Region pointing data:
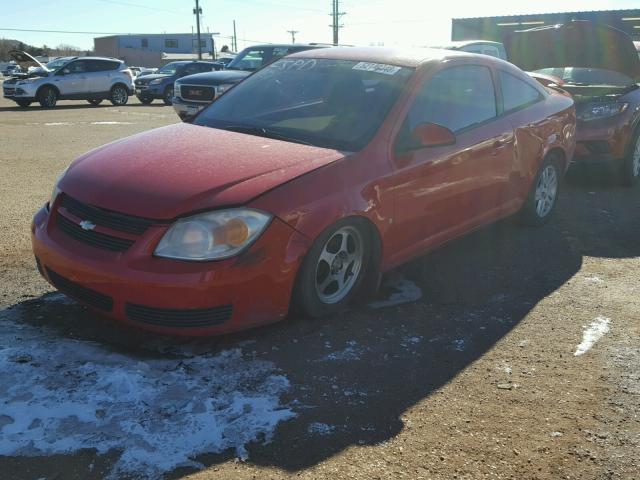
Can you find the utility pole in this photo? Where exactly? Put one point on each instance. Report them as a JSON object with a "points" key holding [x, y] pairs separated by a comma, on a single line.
{"points": [[293, 35], [336, 14], [234, 45], [197, 12]]}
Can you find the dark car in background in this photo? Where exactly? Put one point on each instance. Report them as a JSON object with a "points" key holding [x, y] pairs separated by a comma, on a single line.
{"points": [[160, 84], [599, 66], [195, 92]]}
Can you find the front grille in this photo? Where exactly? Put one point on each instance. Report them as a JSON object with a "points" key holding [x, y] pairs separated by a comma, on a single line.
{"points": [[106, 218], [83, 294], [165, 317], [196, 93], [96, 239]]}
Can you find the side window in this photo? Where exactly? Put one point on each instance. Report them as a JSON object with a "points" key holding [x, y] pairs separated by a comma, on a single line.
{"points": [[79, 66], [456, 98], [517, 93]]}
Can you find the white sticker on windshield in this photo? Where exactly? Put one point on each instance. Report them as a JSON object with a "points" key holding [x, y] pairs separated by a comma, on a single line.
{"points": [[377, 68]]}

> [Task requirements]:
Apart from the pictures, every record must be set down exactly.

> [Solution]:
Can you find the utility pole in this photo? Where exactly? Put one point on each instance. Report them as a JSON object with a "points" key holding [x, y] pairs separated by a comma, on a single line.
{"points": [[293, 35], [336, 14], [234, 45], [197, 12]]}
Can you find the dark car in background in this photo? Where exactly? Put one point on each instance. Report them as a JSON object with a "points" key holding [x, y] pairs separated by a comma, on a single line.
{"points": [[160, 84], [599, 66], [195, 92]]}
Can you find the front grille in this photo? Where exactly? Put one point on each instance. Report them as a JSON object with a "points" key holding [x, y] pairs separated by a comma, on a single line.
{"points": [[106, 218], [83, 294], [165, 317], [196, 93], [96, 239]]}
Can you find the side window in this photo? Where exactly? Put one point on each instance. Report them as a JSON object with a "points" key holding [x, y] pairs separated by a comma, on a single line.
{"points": [[79, 66], [456, 98], [517, 93]]}
Can you find the white sticker on windshield in this photo? Where exactly? Put one point on each instance. Report them as a JSON object with a "points" key holding [x, y] pairs separated by a comma, on a single line.
{"points": [[377, 68]]}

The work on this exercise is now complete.